What to do:
1) Decide whether each statement below agrees with the email thread about BBC Parliament captions. Answer yes or no for each, and quote the words of the thread that settle it.
(a) The old Freeview version of BBC Parliament had a quarter-screen picture.
(b) The information supplied through MHEG5 was sent as bitmap graphics.
(c) Access to the text-based logs on the caption machines is completely reliable.
2) According to the email thread about BBC Parliament captions, what is an Aston?
3) Print the part of the email thread about BBC Parliament captions between "http://en.wikipedia.org/wiki/Aston_Broadcast_Systems" and "data pure, surely?", inclusive.

Supplied passage:
----------------

2008-06-04 Thread Brian Butterworth
2008/6/4 Etienne Pollard [EMAIL PROTECTED]:

 On Wed, Jun 4, 2008 at 10:55 AM, Brian Butterworth
 [EMAIL PROTECTED] wrote:
  I thought they were trying to do OCR on the captions from the DVB-T
 stream.
 
  What I was saying was that the old Freeview version of BBC Parliament
 used
  to have a quarter-screen picture and the information that is now in the
  Astons was provided using MHEG5.  This was clear text (to keep the
 bandwidth
  down) not bitmap graphics.

 Forgive my ignorance, but what is an Aston?


Sorry, it's a genericized trademark for captions overlaid on TV output..

http://en.wikipedia.org/wiki/Aston_Broadcast_Systems




  OCRing is never going to be brilliant, given the semi-transparent nature
 of
  the captions on BBC Parliament.
 
  However, a clear text feed of the data would keep the data pure, surely?

 The machines that put the captions up on the screen have internal
 text-based logs, to which we have access.  However, since this is
 basically just pulling logfiles off a set of operational machines this
 access isn't 100% reliable.


The MHEG5 service was 100% reliable, I would conjecture that it is possible
to get them reliably.

----------------

Extracted data:
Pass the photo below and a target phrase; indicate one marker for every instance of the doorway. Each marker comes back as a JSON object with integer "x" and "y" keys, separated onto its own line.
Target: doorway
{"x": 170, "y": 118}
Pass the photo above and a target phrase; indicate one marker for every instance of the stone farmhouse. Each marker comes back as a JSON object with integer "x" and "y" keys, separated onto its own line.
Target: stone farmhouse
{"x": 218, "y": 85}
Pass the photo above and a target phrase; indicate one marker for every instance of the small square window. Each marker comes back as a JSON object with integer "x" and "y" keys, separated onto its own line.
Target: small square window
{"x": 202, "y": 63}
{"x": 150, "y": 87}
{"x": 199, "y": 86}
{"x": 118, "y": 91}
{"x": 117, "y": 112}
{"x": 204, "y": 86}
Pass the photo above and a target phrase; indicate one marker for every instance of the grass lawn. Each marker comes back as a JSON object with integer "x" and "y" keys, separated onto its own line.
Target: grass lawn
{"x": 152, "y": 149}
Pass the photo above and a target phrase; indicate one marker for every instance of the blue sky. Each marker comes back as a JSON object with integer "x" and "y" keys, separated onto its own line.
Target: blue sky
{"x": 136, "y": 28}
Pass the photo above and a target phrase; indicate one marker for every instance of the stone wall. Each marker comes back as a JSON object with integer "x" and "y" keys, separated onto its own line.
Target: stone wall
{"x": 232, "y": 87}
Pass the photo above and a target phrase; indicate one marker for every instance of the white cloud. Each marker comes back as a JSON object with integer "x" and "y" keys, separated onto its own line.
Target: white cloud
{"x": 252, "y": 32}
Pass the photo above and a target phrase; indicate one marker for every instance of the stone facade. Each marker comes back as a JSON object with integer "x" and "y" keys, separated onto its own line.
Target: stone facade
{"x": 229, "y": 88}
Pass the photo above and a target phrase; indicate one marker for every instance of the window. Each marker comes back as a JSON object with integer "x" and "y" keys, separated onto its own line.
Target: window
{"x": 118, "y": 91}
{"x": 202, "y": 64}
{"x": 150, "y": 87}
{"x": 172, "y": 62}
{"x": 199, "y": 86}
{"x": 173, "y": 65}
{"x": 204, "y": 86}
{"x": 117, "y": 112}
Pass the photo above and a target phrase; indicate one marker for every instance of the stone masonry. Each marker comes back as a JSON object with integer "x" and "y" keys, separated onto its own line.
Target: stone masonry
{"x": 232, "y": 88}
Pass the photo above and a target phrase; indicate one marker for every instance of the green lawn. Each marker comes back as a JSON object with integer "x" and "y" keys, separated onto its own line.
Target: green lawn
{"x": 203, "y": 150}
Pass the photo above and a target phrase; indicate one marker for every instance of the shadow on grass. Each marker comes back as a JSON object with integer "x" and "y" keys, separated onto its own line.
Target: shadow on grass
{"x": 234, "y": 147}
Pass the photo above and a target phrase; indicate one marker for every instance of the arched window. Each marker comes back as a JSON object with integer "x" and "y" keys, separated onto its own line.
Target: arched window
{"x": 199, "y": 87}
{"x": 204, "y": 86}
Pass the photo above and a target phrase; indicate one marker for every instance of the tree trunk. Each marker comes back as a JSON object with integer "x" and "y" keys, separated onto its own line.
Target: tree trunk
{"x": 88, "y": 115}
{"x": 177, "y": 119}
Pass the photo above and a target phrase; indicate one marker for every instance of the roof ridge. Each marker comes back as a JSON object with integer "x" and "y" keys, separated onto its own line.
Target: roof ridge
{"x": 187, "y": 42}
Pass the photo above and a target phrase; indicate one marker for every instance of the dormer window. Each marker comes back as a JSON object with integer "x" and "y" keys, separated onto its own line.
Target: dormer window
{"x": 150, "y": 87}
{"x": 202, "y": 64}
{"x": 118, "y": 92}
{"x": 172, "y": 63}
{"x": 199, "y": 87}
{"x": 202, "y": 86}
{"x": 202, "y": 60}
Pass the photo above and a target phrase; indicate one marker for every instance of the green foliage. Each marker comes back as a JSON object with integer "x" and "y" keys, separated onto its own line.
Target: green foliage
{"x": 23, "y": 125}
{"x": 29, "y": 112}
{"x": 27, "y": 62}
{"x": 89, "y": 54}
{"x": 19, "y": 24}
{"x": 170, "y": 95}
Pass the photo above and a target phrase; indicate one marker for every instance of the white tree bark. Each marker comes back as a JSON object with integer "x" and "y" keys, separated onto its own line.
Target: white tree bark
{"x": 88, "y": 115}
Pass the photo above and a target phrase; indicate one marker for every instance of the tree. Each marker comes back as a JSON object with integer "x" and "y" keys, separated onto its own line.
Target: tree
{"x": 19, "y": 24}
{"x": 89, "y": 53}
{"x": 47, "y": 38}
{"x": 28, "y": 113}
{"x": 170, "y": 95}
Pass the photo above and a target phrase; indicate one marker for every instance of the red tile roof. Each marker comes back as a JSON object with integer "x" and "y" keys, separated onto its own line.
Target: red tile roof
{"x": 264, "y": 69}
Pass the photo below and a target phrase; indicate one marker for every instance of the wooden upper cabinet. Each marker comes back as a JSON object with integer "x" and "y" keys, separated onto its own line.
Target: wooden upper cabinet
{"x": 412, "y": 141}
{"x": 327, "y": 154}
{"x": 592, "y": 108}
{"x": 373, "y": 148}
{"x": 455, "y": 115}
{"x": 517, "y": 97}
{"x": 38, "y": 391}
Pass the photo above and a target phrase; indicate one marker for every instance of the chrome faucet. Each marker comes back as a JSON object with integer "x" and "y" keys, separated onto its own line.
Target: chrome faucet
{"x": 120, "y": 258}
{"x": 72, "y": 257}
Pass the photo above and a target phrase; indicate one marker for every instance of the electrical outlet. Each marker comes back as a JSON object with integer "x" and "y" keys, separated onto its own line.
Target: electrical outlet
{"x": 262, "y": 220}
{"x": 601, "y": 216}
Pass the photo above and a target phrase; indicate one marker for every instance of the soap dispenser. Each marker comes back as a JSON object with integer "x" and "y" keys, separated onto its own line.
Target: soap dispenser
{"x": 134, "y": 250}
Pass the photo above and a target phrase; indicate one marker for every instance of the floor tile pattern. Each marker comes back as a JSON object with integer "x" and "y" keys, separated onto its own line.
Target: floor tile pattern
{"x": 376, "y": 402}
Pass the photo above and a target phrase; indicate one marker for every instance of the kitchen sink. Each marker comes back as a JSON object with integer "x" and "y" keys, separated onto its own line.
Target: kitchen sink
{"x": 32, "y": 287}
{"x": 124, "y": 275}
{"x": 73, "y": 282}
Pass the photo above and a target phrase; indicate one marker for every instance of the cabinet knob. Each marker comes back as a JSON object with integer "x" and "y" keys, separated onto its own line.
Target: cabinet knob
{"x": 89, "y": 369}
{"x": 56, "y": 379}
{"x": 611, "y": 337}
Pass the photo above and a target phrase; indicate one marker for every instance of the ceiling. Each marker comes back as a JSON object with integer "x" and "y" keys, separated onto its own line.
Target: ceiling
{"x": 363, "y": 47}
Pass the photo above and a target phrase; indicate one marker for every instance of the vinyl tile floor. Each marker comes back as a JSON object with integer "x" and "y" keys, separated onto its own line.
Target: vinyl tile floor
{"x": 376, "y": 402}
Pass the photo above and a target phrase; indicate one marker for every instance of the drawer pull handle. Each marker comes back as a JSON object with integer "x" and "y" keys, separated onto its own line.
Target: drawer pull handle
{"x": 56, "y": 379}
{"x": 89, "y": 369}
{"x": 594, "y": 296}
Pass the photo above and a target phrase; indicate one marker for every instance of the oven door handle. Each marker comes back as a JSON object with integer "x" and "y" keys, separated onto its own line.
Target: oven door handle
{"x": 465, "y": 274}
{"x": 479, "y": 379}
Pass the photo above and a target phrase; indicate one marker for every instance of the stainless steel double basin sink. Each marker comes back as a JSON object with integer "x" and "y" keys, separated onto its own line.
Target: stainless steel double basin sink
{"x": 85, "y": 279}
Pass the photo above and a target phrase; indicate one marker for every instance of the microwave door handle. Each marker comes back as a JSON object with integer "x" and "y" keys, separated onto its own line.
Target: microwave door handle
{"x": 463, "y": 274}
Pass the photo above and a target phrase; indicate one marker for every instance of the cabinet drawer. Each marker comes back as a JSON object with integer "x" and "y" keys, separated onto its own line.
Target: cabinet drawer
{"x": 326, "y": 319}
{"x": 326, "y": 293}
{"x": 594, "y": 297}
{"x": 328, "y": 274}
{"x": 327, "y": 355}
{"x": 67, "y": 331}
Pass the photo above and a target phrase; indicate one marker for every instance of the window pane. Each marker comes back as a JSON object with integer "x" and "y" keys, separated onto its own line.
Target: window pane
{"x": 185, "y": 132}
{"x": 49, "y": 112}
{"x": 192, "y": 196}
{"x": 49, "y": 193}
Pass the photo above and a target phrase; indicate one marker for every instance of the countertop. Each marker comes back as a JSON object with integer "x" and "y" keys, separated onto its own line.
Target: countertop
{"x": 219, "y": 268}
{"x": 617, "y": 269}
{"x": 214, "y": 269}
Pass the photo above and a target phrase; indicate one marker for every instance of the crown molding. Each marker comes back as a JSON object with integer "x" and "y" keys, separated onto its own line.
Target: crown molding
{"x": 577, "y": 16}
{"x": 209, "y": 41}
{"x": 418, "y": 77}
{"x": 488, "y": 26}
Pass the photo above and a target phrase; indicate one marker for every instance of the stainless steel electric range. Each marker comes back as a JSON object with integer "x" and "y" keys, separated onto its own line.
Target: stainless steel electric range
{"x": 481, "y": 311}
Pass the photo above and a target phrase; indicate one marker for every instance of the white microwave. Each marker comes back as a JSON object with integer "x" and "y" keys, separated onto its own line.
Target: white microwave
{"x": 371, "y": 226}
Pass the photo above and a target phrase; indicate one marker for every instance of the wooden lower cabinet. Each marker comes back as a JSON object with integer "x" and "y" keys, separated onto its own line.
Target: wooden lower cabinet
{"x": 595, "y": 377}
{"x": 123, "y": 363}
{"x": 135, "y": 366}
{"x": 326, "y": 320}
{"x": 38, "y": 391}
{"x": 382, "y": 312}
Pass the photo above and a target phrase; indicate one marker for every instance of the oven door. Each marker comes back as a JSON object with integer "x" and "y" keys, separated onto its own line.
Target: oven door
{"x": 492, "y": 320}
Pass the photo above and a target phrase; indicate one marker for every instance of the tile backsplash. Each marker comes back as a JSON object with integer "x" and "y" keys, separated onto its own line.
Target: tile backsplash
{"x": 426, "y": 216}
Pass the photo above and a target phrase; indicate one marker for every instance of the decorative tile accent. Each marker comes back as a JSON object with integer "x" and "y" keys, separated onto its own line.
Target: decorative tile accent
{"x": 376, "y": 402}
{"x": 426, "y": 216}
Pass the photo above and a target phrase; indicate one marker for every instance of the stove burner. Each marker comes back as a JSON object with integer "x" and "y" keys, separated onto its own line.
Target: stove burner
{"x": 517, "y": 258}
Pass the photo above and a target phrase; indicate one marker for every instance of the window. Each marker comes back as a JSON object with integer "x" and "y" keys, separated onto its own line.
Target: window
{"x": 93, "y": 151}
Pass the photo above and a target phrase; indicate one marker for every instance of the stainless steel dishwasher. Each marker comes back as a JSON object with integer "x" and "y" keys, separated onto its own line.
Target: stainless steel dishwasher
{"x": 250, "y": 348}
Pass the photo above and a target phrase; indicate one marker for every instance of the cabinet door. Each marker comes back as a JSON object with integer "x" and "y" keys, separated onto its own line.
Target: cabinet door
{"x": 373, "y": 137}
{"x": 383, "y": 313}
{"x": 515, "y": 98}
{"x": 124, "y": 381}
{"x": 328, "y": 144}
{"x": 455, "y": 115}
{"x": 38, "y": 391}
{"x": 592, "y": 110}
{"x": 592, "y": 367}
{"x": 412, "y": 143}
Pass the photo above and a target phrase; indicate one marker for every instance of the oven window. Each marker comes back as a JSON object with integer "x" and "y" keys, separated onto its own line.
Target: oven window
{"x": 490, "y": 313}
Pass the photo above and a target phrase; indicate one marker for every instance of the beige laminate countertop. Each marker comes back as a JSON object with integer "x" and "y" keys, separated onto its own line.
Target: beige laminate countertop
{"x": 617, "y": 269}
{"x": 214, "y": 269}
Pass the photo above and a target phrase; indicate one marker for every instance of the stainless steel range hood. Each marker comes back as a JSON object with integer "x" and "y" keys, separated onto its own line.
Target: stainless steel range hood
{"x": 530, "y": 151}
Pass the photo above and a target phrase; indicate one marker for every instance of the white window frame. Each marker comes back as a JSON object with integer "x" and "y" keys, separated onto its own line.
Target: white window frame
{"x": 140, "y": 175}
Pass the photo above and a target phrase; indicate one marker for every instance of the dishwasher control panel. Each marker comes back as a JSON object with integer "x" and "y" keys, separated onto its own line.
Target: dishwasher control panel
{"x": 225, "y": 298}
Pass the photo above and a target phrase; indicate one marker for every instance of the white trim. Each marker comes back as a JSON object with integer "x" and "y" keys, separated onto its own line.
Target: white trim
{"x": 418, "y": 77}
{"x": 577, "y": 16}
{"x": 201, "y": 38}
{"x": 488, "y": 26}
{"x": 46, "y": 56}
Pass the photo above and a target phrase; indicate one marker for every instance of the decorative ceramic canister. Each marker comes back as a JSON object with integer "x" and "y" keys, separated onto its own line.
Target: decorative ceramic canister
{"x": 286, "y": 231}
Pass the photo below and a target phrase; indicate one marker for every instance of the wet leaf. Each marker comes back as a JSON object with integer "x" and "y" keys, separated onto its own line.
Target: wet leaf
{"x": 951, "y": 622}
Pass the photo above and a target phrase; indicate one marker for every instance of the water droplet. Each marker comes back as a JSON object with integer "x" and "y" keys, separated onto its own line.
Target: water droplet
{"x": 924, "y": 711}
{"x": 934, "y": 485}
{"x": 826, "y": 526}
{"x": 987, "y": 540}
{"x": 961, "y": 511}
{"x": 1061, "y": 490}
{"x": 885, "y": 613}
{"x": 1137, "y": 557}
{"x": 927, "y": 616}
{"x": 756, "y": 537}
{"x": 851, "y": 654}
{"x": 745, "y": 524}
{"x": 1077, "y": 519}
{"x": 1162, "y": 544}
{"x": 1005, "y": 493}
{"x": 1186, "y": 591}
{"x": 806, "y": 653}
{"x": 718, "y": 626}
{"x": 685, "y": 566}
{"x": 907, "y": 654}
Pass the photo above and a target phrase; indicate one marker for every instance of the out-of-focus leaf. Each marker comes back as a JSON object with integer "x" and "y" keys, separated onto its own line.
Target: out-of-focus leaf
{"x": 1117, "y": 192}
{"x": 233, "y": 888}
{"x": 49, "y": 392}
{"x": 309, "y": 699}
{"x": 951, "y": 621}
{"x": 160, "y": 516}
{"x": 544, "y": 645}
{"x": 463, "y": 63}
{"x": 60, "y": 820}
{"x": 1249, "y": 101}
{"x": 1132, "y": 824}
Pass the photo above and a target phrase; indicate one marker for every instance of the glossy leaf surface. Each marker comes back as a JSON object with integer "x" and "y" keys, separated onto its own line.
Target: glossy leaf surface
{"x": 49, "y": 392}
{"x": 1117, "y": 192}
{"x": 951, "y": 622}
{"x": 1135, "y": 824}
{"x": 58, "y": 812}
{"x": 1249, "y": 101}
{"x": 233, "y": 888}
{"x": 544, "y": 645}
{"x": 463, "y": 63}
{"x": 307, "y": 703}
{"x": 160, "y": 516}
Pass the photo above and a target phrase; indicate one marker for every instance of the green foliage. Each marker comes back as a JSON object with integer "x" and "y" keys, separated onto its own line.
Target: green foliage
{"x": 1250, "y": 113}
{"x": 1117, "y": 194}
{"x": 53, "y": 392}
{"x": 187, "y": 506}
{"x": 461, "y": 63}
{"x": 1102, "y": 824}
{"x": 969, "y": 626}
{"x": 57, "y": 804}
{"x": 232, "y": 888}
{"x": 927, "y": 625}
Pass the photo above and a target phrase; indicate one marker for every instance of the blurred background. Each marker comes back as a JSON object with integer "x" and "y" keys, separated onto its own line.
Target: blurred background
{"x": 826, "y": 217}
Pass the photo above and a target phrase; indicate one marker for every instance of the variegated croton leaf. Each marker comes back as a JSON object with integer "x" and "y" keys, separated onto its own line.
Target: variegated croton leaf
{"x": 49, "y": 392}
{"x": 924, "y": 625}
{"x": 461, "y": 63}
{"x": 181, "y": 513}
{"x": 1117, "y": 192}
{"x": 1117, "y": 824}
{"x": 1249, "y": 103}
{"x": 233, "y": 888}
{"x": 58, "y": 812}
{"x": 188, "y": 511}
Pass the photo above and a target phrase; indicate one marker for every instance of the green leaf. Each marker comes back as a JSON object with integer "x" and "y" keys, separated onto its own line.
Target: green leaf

----------------

Task-by-task answers:
1)
(a) Yes: "a quarter-screen picture"
(b) No: "not bitmap graphics"
(c) No: "this access isn't 100% reliable"

2) It is a genericized trademark for captions overlaid on TV output.

3)
http://en.wikipedia.org/wiki/Aston_Broadcast_Systems




  OCRing is never going to be brilliant, given the semi-transparent nature
 of
  the captions on BBC Parliament.
 
  However, a clear text feed of the data would keep the data pure, surely?